# TASK LIST
**1)** In the Freemasons at Wiswell review, which valley is the pub located in?
**2)** Please retype the Freemasons at Wiswell review between "I’m a self-admitted" and "of the East.", inclusive.
**3)** Extend the Freemasons at Wiswell review past its last sentence.

--- START OF SOURCE DOCUMENT ---

Eliot was luck enough to get out of the hustle and bustle of London to enjoy an enticing 3 course-meal cooked by Steven Smith at Freemasons at Wiswell.
Eliot was luck enough to get out of the hustle and bustle of London to enjoy an enticing 3 course-meal cooked by Steven Smith at Freemasons at Wiswell.
I’m a self-admitted “city boy”, but there is something wonderful about getting on the road and out of the Big Smoke. This time it was a road that led me to a quaint, homely gastro pub in the heart of the Lancashire countryside.
Situated in the lush Ribble Valley, a stone's throw away from Clitheroe, the Freemasons at Wiswell was exactly what this city boy needed to wind down and lunch up.
Low ceilings, exposed beams, hand crafted wooden tables and half a pint of local ale was the perfect aperitif. My first look at the lunch menu had me intrigued, as it was an expression of love for local produce and appreciation for the flavours of the East.

--- END OF SOURCE DOCUMENT ---
--- START OF PROVIDED MATERIAL ---

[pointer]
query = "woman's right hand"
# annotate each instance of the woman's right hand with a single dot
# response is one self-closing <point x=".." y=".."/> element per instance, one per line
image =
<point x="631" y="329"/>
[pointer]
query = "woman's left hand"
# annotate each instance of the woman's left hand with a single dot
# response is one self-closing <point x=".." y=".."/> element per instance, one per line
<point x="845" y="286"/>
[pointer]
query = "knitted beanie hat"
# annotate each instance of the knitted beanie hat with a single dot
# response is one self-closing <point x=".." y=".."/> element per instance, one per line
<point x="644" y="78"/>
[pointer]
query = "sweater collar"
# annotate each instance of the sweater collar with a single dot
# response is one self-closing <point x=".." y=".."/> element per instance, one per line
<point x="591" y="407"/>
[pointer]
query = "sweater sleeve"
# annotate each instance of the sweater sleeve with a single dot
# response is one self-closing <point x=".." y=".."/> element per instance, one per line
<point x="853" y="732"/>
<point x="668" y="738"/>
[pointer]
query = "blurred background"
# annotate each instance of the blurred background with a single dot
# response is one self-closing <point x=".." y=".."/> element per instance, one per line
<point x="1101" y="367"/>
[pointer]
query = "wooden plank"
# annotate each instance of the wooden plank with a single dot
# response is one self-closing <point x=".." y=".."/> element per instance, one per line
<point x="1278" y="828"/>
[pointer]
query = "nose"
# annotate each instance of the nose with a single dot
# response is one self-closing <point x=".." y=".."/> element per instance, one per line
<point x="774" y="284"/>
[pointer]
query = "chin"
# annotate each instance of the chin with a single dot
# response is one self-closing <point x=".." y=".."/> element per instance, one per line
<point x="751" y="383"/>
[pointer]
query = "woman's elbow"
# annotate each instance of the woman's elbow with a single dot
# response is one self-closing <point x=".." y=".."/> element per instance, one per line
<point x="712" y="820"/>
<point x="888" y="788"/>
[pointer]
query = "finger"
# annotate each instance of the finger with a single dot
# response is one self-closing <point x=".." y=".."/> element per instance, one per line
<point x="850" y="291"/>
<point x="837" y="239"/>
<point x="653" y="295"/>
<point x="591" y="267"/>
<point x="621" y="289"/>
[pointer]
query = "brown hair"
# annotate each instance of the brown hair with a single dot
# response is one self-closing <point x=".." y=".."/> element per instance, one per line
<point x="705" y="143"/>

--- END OF PROVIDED MATERIAL ---

# ANSWERS BY TASK
**1)** The Ribble Valley, a stone's throw from Clitheroe.

**2)**
I’m a self-admitted “city boy”, but there is something wonderful about getting on the road and out of the Big Smoke. This time it was a road that led me to a quaint, homely gastro pub in the heart of the Lancashire countryside.
Situated in the lush Ribble Valley, a stone's throw away from Clitheroe, the Freemasons at Wiswell was exactly what this city boy needed to wind down and lunch up.
Low ceilings, exposed beams, hand crafted wooden tables and half a pint of local ale was the perfect aperitif. My first look at the lunch menu had me intrigued, as it was an expression of love for local produce and appreciation for the flavours of the East.

**3)**
Contrasting textures and unexpected bursts of exotic spices were a pleasant surprise in the starter of Nidderdale lamb – crispy belly and kofta, miso aubergine, charred lettuce mint and yoghurt. Combining a little of each element on the plate in one mouthful was an excursion to 3 distinct corners of the globe, illustrating the chef’s knowledge and versatility.
I couldn’t help but stick to my unjustified habit of starting with meat, followed by more meat. This time to the tune of succulent swine… a neatly bacon wrapped, juicy loin of pork, joined by home-made sausage and smooth rich black pudding. The fruits commonly paired with pork in the UK were dismissed and instead a salt-baked pineapple created the perfect partner. Usually reserved for an unsophisticated Hawaiian Pizza this combination was the exact opposite.
If there’s a method to give a garnish 4 different flavours, this was certainly one way to do it. Steven took full advantage of the maillard effect, slightly blackening the exotic fruit, to give it a hint of bitterness to go with the sweet, salty, tang achieved during the salt baking process. I’ll have some more please…
The wine list, much like the menu, is extensive and international but not over-the-top with plenty of variety by the glass. Somewhat perfect for the clientele that frequent what is essentially a local pub with great beer and an outstanding menu.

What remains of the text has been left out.